-------- DATA TO USE --------
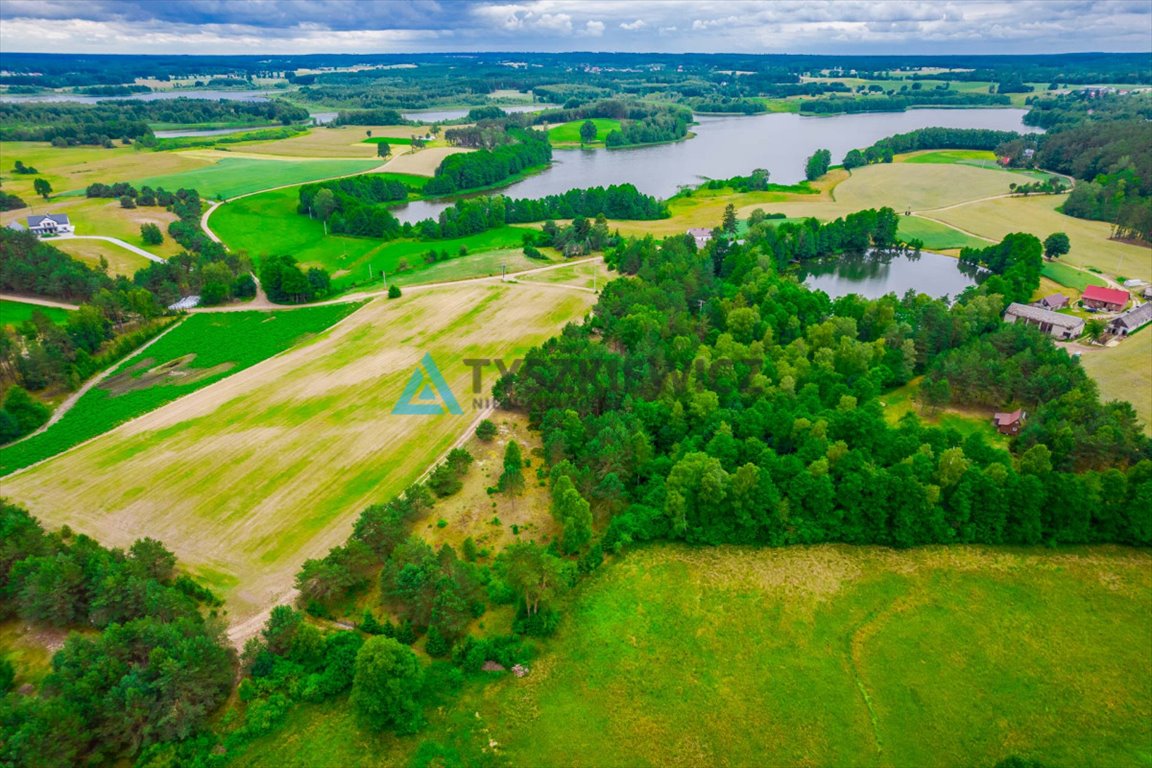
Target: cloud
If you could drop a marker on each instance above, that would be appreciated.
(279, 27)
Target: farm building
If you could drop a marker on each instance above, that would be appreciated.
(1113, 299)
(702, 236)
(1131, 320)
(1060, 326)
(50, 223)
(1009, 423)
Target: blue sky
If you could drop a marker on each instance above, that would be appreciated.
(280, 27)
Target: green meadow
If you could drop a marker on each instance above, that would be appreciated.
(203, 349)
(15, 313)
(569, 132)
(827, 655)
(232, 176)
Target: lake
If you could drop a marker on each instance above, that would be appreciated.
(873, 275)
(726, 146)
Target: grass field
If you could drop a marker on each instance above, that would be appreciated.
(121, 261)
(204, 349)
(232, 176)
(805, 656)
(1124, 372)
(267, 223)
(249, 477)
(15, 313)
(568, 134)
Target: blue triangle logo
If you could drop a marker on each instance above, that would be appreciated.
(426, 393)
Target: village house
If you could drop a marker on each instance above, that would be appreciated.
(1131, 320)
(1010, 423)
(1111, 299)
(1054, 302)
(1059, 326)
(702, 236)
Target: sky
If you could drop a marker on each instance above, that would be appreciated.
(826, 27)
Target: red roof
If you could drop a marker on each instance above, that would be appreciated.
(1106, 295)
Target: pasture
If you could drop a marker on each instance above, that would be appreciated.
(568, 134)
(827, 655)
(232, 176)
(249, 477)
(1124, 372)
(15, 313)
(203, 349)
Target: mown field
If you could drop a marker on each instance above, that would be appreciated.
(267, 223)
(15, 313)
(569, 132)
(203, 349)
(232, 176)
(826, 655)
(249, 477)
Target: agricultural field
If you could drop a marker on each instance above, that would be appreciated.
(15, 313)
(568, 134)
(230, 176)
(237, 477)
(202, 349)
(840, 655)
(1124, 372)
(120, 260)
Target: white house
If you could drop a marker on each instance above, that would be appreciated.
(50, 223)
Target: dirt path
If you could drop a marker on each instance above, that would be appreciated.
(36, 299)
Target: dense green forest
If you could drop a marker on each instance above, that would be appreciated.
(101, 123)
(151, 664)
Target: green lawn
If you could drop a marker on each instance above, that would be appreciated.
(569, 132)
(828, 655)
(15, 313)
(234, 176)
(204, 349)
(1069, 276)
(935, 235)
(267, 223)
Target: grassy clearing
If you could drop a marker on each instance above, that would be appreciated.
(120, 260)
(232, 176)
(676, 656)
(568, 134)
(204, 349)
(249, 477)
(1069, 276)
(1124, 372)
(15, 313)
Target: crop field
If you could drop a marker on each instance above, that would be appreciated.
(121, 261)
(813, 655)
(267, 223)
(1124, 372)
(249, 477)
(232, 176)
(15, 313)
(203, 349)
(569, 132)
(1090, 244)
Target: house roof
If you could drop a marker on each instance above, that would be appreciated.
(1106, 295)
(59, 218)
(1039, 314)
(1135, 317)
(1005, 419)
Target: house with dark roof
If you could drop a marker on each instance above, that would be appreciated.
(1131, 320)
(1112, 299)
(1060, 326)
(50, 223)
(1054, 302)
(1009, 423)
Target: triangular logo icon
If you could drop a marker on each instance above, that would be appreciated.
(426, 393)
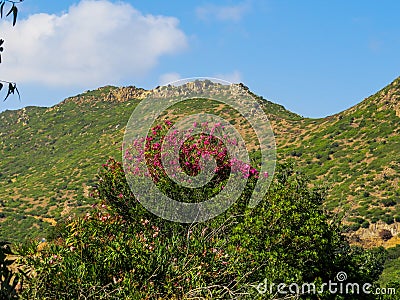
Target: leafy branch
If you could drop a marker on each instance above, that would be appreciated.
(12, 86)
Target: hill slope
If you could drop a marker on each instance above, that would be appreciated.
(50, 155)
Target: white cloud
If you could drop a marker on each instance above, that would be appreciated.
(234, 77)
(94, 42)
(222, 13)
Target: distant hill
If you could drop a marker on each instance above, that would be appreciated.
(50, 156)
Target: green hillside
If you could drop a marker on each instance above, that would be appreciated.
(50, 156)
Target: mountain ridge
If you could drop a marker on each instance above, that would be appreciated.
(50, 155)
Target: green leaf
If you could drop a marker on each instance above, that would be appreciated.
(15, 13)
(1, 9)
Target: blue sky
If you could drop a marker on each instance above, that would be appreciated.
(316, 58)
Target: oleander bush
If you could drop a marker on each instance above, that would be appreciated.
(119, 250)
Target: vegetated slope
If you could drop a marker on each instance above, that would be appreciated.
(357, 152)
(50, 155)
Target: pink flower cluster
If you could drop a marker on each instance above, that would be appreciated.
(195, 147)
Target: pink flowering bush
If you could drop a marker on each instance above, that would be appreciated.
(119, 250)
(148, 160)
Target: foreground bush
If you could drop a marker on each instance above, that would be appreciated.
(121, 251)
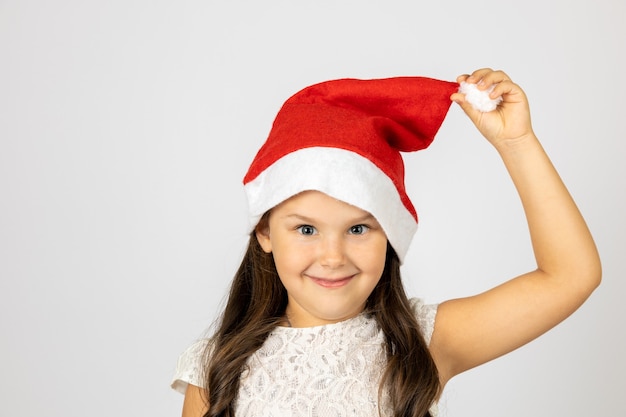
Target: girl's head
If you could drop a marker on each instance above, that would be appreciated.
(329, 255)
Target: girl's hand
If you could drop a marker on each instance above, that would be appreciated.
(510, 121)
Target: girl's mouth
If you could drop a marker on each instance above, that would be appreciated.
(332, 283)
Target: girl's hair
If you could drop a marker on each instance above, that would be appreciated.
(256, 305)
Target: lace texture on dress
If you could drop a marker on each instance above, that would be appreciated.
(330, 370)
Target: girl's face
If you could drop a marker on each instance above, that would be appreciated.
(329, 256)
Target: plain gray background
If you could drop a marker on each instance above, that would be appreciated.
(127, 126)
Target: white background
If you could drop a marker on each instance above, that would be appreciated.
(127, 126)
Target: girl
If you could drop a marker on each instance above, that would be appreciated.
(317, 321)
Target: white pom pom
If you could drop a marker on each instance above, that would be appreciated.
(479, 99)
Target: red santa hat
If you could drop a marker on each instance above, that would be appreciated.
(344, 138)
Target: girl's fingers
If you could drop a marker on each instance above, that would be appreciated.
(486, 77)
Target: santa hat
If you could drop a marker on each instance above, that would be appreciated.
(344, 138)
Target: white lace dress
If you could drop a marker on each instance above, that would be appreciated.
--------
DIRECTIONS FOR THIS TASK
Begin with the line that contains "Target: vegetated slope" and repeat every line through the end of the data, exactly and only those lines, leaving out the pictures.

FULL OUTPUT
Target: vegetated slope
If you could drop a marker on each instance above, that would be appreciated.
(357, 152)
(50, 155)
Target: pink flower cluster
If you could drop a marker on each instance above, that would be appreciated.
(195, 147)
Target: pink flowering bush
If you could drop a marker on each instance above, that would be appreciated.
(119, 250)
(148, 160)
Target: foreground bush
If you could drop a marker on each instance above, that would be appreciated.
(121, 251)
Target: girl's head
If you could drop a marker on each instance above, that would be appreciated.
(329, 255)
Target: girl's hand
If you could drop a marker on each instance above, that would be appreciated.
(510, 121)
Target: girl's mouth
If you could drop a marker on each instance above, that would be appreciated.
(332, 283)
Target: girl's hair
If you could drop a marker on each instance above, that would be appreciated.
(256, 305)
Target: lace texture on dress
If you could drop a marker on each instance above, that would be appreciated.
(330, 370)
Target: girl's face
If you could drop a marker on each instance above, that would be appreciated.
(329, 256)
Target: plain gray background
If you could drop a marker on each instance above, that would be appreciated.
(127, 126)
Target: white background
If you could drop a marker on each instance above, that would be appreciated.
(127, 126)
Target: girl
If you could drop a marker on each instance above, that would be appreciated.
(317, 321)
Target: white pom pom
If you could drop a marker on each instance above, that would be appreciated.
(479, 99)
Target: red santa hat
If you could drop a marker on each instance above, that would be appreciated.
(344, 138)
Target: girl's fingers
If you could drop a marker on each instance above, that would be appreciated.
(486, 77)
Target: santa hat
If you could drop a marker on each instance above, that would be appreciated.
(344, 138)
Target: white lace dress
If you could drop a marker on each instance above, that would be appreciated.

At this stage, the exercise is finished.